Given the COVID 19 pandemic, many of the museums were still closed or operating under limited hours and so we largely stuck to adventuring outside and thought that was fine.
Wait! Before heading back to Kyoto or Osaka…
If you’re doing a day trip to Nara, you may be eager to head back to either Kyoto or Osaka. But if you set out early in the morning (~10am), you’ll likely have finished this itinerary by 3pm depending on how much you’ve done and your walking pace. At Navigating Japan, we always like to check out the craft beer scene whenever we head to a new place and Nara was no exception! If you’ve got the time before heading back, we recommend going to Yamato Craft Beer right on the Higashimuki Shopping Street.
Craft Beer in Nara
There are three main breweries right now in Nara. First and foremost is the Nara Brewing Company, which has taken on a bit of a national presence. Unfortunately it was closed on the day we went, but of the beers we’ve had of theirs in other places, it’s a great brewery. Another is a small tap room called Golden Rabbit (information in Japanese) which is near the Starbucks by the lake.
We stopped by Yamato Craft Beer, which has a location both on the shopping street and inside the Kintestsu Nara train station. Additionally, the “omiyage” (souvenir) shops near the station sell Yamato’s brews to go. They had a tasting flight of their four main beers and each was excellent in its own way!
In addition to the beers, they had brick oven pizza and it was so delicious. After hours of walking around Nara and in advance of an hour train ride back to Osaka, this was the perfect place to round out the adventure to Nara.
Should we stay overnight in Nara?

• WHAT YOU WILL DO
- 1) From the Nara travel piece, copy word for word everything from "Craft Beer in" down to "its own way!".
- 2) Resume the Nara travel piece right after its last line and keep writing it.
The items that come after this Nara travel piece play no part in the work here.

• DATA RECORDS

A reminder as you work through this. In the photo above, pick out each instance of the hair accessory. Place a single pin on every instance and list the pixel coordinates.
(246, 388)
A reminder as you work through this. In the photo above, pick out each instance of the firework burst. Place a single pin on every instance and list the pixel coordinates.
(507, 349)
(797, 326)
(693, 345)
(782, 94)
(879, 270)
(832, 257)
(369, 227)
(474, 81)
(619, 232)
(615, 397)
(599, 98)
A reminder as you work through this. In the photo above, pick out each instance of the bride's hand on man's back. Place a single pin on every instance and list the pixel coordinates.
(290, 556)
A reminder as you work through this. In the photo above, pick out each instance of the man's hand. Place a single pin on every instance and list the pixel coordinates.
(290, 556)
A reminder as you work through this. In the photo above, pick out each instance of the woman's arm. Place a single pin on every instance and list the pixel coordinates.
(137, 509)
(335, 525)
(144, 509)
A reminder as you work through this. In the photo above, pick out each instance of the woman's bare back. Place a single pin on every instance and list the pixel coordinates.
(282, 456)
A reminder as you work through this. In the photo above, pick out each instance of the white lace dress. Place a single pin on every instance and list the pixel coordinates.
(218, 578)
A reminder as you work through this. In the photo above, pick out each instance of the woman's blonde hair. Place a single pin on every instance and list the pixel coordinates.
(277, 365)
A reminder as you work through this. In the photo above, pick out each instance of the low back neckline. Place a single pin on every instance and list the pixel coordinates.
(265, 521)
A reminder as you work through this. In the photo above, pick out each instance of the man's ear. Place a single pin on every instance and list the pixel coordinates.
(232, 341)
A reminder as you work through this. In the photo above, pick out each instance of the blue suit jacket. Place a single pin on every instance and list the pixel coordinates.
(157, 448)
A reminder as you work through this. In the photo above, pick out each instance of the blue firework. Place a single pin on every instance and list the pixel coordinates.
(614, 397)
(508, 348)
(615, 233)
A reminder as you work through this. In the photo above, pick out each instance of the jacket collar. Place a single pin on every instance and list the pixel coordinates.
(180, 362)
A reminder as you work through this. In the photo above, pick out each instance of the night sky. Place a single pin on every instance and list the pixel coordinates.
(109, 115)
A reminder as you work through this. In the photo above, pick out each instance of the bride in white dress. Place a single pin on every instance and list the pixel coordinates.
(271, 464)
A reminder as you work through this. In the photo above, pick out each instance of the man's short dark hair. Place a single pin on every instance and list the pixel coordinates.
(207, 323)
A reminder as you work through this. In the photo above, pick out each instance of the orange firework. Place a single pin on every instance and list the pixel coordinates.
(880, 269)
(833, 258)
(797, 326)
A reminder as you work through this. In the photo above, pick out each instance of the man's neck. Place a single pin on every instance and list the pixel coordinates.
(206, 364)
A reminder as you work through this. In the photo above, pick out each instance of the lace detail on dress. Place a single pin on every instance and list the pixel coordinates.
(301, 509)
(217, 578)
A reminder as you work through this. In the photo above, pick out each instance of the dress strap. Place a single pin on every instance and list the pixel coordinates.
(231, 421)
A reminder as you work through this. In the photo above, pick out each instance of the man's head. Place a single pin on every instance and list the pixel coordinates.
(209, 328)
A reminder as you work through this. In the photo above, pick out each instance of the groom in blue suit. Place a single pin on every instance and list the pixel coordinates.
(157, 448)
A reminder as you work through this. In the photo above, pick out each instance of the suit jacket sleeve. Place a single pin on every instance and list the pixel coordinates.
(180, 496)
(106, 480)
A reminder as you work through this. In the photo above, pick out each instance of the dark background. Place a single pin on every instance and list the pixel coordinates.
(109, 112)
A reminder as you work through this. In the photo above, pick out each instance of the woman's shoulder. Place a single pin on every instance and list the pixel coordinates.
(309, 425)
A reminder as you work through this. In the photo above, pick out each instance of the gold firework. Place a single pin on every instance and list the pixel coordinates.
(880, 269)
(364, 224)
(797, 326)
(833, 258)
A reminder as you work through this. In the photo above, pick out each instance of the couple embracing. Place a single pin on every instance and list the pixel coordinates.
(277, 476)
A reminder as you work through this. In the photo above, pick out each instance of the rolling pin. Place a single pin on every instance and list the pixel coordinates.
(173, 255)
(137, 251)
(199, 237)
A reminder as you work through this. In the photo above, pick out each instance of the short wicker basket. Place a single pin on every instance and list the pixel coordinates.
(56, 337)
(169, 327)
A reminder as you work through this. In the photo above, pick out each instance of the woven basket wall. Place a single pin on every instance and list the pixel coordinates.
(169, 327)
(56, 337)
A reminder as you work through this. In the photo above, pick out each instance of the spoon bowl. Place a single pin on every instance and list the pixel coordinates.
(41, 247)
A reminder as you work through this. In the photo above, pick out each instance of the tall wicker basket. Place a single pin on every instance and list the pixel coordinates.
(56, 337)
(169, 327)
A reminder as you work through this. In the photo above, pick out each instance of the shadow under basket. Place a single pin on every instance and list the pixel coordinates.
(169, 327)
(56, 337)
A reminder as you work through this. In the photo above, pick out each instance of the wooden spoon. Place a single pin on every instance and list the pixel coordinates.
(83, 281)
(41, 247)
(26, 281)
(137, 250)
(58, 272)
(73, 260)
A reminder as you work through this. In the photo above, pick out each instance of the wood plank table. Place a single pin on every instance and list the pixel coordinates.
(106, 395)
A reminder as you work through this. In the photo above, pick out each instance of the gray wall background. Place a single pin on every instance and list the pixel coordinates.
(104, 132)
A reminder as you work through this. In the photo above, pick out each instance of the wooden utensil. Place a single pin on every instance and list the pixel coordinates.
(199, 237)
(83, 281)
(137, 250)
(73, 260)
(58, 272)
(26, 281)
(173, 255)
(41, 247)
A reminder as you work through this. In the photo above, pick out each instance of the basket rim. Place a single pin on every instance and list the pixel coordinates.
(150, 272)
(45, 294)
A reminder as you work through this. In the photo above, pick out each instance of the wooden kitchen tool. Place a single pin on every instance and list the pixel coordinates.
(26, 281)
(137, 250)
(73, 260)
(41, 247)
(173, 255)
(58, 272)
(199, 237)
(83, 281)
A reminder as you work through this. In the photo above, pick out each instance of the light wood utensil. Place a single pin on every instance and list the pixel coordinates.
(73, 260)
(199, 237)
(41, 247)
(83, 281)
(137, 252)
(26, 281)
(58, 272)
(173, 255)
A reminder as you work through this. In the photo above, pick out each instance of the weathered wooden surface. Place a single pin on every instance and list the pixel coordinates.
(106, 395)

• ANSWERS PER TASK
- 1)
Craft Beer in Nara
There are three main breweries right now in Nara. First and foremost is the Nara Brewing Company, which has taken on a bit of a national presence. Unfortunately it was closed on the day we went, but of the beers we’ve had of theirs in other places, it’s a great brewery. Another is a small tap room called Golden Rabbit (information in Japanese) which is near the Starbucks by the lake.
We stopped by Yamato Craft Beer, which has a location both on the shopping street and inside the Kintestsu Nara train station. Additionally, the “omiyage” (souvenir) shops near the station sell Yamato’s brews to go. They had a tasting flight of their four main beers and each was excellent in its own way!

- 2)
Here at Navigating Japan, we think that Nara is best served as a day trip. It’s a beautiful and fun destination, but most travelers to Japan have limited time and we want to help you maximize it! Given that most of the major sights are in close proximity and they tend to close by 5pm, you can definitely do it in a day. Additionally, the evening will be really quiet and there will be significantly more to do in Osaka or Kyoto. However, if you’re skipping Kyoto on this time to Kansai, then maybe a relaxing night in Nara will be a good way to decompress.
Hotel in Nara: JW Marriott!
Considering Nara is a bit quieter by night, we definitely recommend going bigger on your hotel selection should you choose to make your day trip to Nara a sleepover. To that end, we recommend the beautiful JW Marriott Nara. This high-end property is a bit on the expensive side, but after a long day of sightseeing it’s a great place to kick up your feet.
Map of Day Trip in Nara
This custom Google Maps shows the location of all the sights in the article. As you can see, everything is fairly close together which makes it easy to see what Nara has to offer in a day.
Daytrip from Osaka to Nara
Take either the JR Osaka Loop line from any station in Osaka to JR Nara. Alternatively, we recommend taking the Kintestu Line on the Express Train from Osaka Namba Station to Kintetsu Nara. Upon getting back to Osaka Namba, you’re right at Donotonbori Canal so there will be plenty of great options for dinner and nightlife.
Daytrip from Kyoto to Nara
Take the Kintetsu Line from Kyoto Station. Prioritize getting on an express train and transfer at Yamato-Saidaiji Station and then you’re two stops away from Kintetsu Nara Station.
Wrapping up Nara
For anyone with two+ weeks in Japan, we definitely recommend allocating a day to Nara. If your time is a bit shorter, then it might be a place that you can skip. Kyoto and even parts of Osaka have temples and shrines that are just as beautiful as what you can find in Nara. However, if history and religion are high on your points of interest for Japan, then Nara is a must-do. To maximize time, we think it can be done as a day trip, but feel free to reply in the comments! Do you need more time in Nara? Did we miss any must sees?